### TASK PROMPT
Could you carry on the article about moving to Azure for data and analytics, picking up after its last sentence?

Business Won’t Wait — Migrating to Azure for Data & Analytics

Accelerating Business Outcomes Using Azure — Databricks, Data Factory, PowerBI, & Snowflake Cloud Data Warehouse

Hashmap, an NTT DATA Company

Published in

Hashmap, an NTT DATA Company

8 min readApr 25, 2019

by Ed Fron, Enterprise Architect

I recently worked with an industrial company that was retiring an on-premise, traditional, Big Data platform that was operational, but it just wasn’t keeping up with business scenarios that spanned multiple business areas or data domains, and it was also struggling with handling data volumes and data loading requirements without requiring significant administrative overhead and budget.

In this post, I’ll highlight the solution set they chose and discuss some of the benefits they are realizing already in moving to a new approach that takes full advantage of the cloud.

Getting to Azure for Data & Analytics

Importantly, they weren’t looking for a like-for-like style replacement (moving to another traditional Big Data platform or IaaS-based solution), but were focused on reviewing the range of SaaS-based, cloud-native solutions that were available in Microsoft Azure (their chosen cloud partner) so that they could either eliminate or significantly reduce the infrastructure effort associated with operating and maintaining existing analytics applications and delivering new apps at a more rapid pace.

### DATASET EXTRACT
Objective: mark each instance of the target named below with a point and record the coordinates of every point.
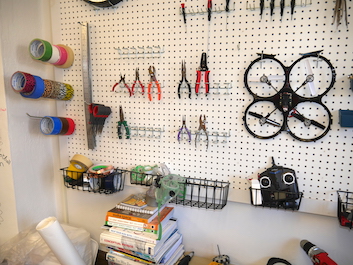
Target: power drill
(316, 254)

### EXERCISE RESPONSE
It was also compelling to move to cloud solutions that would eliminate static limitations on usage, configuration, and capabilities while providing a consumption-based approach and paying only for the services that they used versus a static capital sunk cost model — an IaaS cloud model wasn’t going to cut it.

What Was Being Moved Out

Before jumping straight into the cloud solution set they chose, below is a quick recap on how the existing traditional solution was being used. They had centralized a significant number of structured and semi-structured datasets into their Hadoop-based enterprise data lake for original data fidelity and then worked with a combination of Apache Hive as a consumption zone and a big data analytics workbook solution that ran on the core platform that helped their business analytics parse through the datasets to extract value and insights.

From a data flow perspective, analysts would create workbooks which would be processed in the Hadoop environment and then exported to Hive tables for broader use by data consumers that were using the workbooks for data interaction or PowerBI for visualization. Workbooks sourced data from other workbooks or from datalinks, and a series of joins, calculations, etc. produced a final sheet containing all required data for export within a single workbook.

This architecture and overall process, while it worked, came with a corresponding amount of overhead and limitations.

The Azure Solution

When we got the call to assist the client in their cloud migration and deployment in Azure, they reviewed with us the core solution components that they had selected (after an in-depth review and testing process) and that we would be working with during the project — I’ll quickly highlight those below to give you a sense for the architecture and how each component is being used.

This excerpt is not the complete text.